◆ LISTING ◆
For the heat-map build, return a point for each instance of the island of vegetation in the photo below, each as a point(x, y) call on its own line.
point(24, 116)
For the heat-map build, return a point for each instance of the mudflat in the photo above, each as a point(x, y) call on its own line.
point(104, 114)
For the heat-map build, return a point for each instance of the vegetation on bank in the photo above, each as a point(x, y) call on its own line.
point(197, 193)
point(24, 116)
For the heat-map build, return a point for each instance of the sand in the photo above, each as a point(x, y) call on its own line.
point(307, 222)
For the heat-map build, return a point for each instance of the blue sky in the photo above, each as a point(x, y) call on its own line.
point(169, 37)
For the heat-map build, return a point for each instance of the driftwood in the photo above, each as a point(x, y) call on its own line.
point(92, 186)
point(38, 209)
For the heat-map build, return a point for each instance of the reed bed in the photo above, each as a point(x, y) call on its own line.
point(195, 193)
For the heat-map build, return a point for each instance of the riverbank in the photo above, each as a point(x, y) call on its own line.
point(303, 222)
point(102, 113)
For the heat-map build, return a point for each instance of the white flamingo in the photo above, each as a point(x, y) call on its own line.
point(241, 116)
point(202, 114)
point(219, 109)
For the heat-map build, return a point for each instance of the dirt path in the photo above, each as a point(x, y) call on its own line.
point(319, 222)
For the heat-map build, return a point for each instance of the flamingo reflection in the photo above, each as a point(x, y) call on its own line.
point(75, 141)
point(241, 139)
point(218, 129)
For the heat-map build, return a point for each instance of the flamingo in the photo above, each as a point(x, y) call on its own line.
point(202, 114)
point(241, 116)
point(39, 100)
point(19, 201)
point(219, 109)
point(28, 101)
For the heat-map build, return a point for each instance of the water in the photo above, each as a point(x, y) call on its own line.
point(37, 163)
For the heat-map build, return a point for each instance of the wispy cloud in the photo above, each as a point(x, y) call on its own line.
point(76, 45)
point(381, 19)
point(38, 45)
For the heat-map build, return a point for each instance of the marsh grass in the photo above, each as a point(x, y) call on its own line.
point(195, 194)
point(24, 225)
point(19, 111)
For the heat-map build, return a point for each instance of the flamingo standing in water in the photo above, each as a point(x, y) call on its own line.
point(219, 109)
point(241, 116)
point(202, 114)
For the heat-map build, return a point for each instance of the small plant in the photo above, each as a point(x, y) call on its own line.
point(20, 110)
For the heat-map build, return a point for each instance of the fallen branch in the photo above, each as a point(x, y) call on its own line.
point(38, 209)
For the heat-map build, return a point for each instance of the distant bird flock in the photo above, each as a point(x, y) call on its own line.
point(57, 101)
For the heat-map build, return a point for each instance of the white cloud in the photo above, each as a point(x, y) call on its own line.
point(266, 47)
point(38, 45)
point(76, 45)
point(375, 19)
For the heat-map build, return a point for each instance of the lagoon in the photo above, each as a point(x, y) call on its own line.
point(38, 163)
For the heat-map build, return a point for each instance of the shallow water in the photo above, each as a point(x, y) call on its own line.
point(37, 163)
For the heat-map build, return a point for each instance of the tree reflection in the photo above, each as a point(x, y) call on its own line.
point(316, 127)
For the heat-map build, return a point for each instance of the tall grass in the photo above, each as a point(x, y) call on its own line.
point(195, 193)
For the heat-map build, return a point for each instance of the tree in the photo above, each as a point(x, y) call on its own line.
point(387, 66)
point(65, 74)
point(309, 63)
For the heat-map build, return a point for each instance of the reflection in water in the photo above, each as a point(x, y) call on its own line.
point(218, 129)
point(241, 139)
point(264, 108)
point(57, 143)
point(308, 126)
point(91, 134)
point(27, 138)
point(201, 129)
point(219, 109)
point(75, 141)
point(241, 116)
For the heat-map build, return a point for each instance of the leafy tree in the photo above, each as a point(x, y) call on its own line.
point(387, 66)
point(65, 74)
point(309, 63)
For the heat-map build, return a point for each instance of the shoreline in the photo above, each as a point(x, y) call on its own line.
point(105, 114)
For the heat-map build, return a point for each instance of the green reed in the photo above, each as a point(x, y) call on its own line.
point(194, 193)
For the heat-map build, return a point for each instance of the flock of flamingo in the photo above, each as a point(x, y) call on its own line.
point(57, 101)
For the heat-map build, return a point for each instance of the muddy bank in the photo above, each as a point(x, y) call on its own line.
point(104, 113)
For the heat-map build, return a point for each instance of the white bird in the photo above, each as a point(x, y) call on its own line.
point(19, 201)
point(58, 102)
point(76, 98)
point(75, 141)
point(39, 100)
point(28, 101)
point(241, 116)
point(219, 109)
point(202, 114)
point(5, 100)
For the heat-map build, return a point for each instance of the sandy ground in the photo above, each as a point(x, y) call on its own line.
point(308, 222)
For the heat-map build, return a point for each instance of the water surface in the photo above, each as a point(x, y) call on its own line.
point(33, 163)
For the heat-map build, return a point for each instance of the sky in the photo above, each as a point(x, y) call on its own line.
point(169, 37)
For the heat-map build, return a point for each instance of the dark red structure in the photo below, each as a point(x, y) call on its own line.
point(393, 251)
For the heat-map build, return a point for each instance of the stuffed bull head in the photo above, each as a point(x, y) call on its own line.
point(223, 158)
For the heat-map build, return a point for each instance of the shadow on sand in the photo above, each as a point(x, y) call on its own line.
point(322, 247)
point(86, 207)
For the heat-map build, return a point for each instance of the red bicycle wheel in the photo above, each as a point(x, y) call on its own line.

◆ DIRECTIONS FOR THIS TASK ◆
Recast the records above as a Markdown table with the columns Row and Line. Number each line in Row and leave out any blank lines.

◆ RESULT BELOW ◆
| Row | Line |
|---|---|
| 1 | For the heat-map build, return a point for each instance of the island of vegetation in the photo below, each as a point(x, y) call on its own line. |
| 2 | point(24, 116) |
| 3 | For the heat-map build, return a point for each instance of the mudflat in the photo above, each as a point(x, y) call on its own line. |
| 4 | point(104, 114) |
| 5 | For the heat-map build, return a point for each instance of the vegetation on bank in the photo above, each as a point(x, y) call on its own line. |
| 6 | point(197, 193) |
| 7 | point(24, 116) |
| 8 | For the heat-map build, return a point for each instance of the sand in the photo above, each as a point(x, y) call on its own line. |
| 9 | point(307, 222) |
| 10 | For the heat-map build, return a point for each instance of the blue sky in the photo above, each as a point(x, y) call on its own line. |
| 11 | point(169, 37) |
| 12 | For the heat-map build, return a point for each instance of the driftwood in the photo above, each as a point(x, y) call on its own line. |
| 13 | point(92, 186) |
| 14 | point(38, 209) |
| 15 | For the heat-map build, return a point for each instance of the reed bed in the photo above, each as a point(x, y) call on its own line. |
| 16 | point(195, 193) |
| 17 | For the heat-map build, return a point for each instance of the riverbank in the photo above, each as a point(x, y) call on its own line. |
| 18 | point(303, 222) |
| 19 | point(102, 113) |
| 20 | For the heat-map build, return a point for each instance of the white flamingo in the photo above, each as a point(x, y) call on its own line. |
| 21 | point(241, 116) |
| 22 | point(202, 114) |
| 23 | point(219, 109) |
| 24 | For the heat-map build, return a point for each instance of the dirt path in the photo above, each as a point(x, y) call on its own line. |
| 25 | point(319, 222) |
| 26 | For the heat-map build, return a point for each instance of the flamingo reflection in the photo above, each as a point(x, y) call on its own line. |
| 27 | point(75, 141) |
| 28 | point(241, 139) |
| 29 | point(218, 129) |
| 30 | For the heat-map build, return a point for each instance of the flamingo in the photo above, each as a point(x, y) call on its own line. |
| 31 | point(202, 114) |
| 32 | point(241, 116) |
| 33 | point(39, 100) |
| 34 | point(19, 201) |
| 35 | point(219, 109) |
| 36 | point(28, 101) |
| 37 | For the heat-map build, return a point for each instance of the water in the photo above, each as a point(x, y) call on its own line. |
| 38 | point(37, 163) |
| 39 | For the heat-map build, return a point for each instance of the wispy cloud in the photo above, each as a point(x, y) call on its own line. |
| 40 | point(76, 45) |
| 41 | point(381, 19) |
| 42 | point(38, 45) |
| 43 | For the heat-map build, return a point for each instance of the marsh grass in the photo above, each as a point(x, y) call on its own line. |
| 44 | point(195, 194) |
| 45 | point(24, 225) |
| 46 | point(19, 111) |
| 47 | For the heat-map build, return a point for each instance of the flamingo standing in water in the photo above, each as a point(x, y) call on its own line. |
| 48 | point(219, 109) |
| 49 | point(241, 116) |
| 50 | point(202, 114) |
| 51 | For the heat-map build, return a point for each instance of the small plant in the photo above, each as a point(x, y) call on its own line. |
| 52 | point(20, 110) |
| 53 | For the heat-map build, return a point for each instance of the fallen branch in the photo above, each as a point(x, y) call on its own line. |
| 54 | point(38, 209) |
| 55 | For the heat-map build, return a point for each instance of the distant bird flock in the photo above, each as a point(x, y) call on its own line. |
| 56 | point(57, 101) |
| 57 | For the heat-map build, return a point for each instance of the white cloud in the photo above, each as a point(x, y) call on its own line. |
| 58 | point(266, 47) |
| 59 | point(38, 45) |
| 60 | point(76, 45) |
| 61 | point(375, 19) |
| 62 | For the heat-map build, return a point for each instance of the lagoon in the photo above, each as a point(x, y) call on its own line. |
| 63 | point(38, 163) |
| 64 | For the heat-map build, return a point for each instance of the shallow water in the photo above, each as a point(x, y) call on its own line. |
| 65 | point(37, 163) |
| 66 | For the heat-map build, return a point for each instance of the tree reflection in the photo above, each as a point(x, y) call on its own line. |
| 67 | point(316, 127) |
| 68 | For the heat-map build, return a point for each instance of the tall grass in the photo above, each as a point(x, y) call on its own line. |
| 69 | point(195, 193) |
| 70 | For the heat-map build, return a point for each instance of the tree in the photo above, each as a point(x, y) call on its own line. |
| 71 | point(387, 66) |
| 72 | point(65, 74) |
| 73 | point(309, 63) |
| 74 | For the heat-map build, return a point for each instance of the reflection in water in the photo above, each as a point(x, y) call on its own line. |
| 75 | point(218, 129) |
| 76 | point(241, 139) |
| 77 | point(264, 108) |
| 78 | point(57, 143) |
| 79 | point(308, 126) |
| 80 | point(91, 134) |
| 81 | point(27, 138) |
| 82 | point(201, 129) |
| 83 | point(219, 109) |
| 84 | point(75, 141) |
| 85 | point(241, 116) |
| 86 | For the heat-map build, return a point for each instance of the leafy tree in the photo above, each as a point(x, y) call on its own line. |
| 87 | point(387, 66) |
| 88 | point(65, 74) |
| 89 | point(309, 63) |
| 90 | For the heat-map build, return a point for each instance of the shoreline in the photo above, each as a point(x, y) call on its own line. |
| 91 | point(105, 114) |
| 92 | For the heat-map build, return a point for each instance of the green reed in the photo above, each as a point(x, y) call on its own line. |
| 93 | point(194, 193) |
| 94 | For the heat-map build, return a point for each instance of the flock of flamingo in the photo above, each as a point(x, y) call on its own line. |
| 95 | point(57, 101) |
| 96 | For the heat-map build, return a point for each instance of the muddy bank in the photo above, each as a point(x, y) call on its own line. |
| 97 | point(104, 113) |
| 98 | For the heat-map build, return a point for each instance of the white bird in the photo above, each as a point(x, y) call on its own line. |
| 99 | point(19, 201) |
| 100 | point(58, 102) |
| 101 | point(76, 98) |
| 102 | point(75, 141) |
| 103 | point(39, 100) |
| 104 | point(28, 101) |
| 105 | point(241, 116) |
| 106 | point(219, 109) |
| 107 | point(202, 114) |
| 108 | point(5, 100) |
| 109 | For the heat-map build, return a point for each instance of the sandy ground in the photo above, each as a point(x, y) call on its own line. |
| 110 | point(308, 222) |
| 111 | For the heat-map build, return a point for each instance of the water surface in the photo above, each as a point(x, y) call on its own line. |
| 112 | point(33, 163) |
| 113 | For the heat-map build, return a point for each instance of the sky in the photo above, each as a point(x, y) call on its own line. |
| 114 | point(169, 37) |
| 115 | For the heat-map build, return a point for each instance of the dark red structure in the photo below, each as a point(x, y) call on its own line. |
| 116 | point(393, 251) |
| 117 | For the heat-map build, return a point for each instance of the stuffed bull head in the photo above, each as a point(x, y) call on its own line. |
| 118 | point(223, 158) |
| 119 | For the heat-map build, return a point for each instance of the shadow on sand in the photo above, each as a point(x, y) call on its own line. |
| 120 | point(322, 247) |
| 121 | point(86, 207) |
| 122 | For the heat-map build, return a point for each instance of the red bicycle wheel in the photo above, each as a point(x, y) call on its own line. |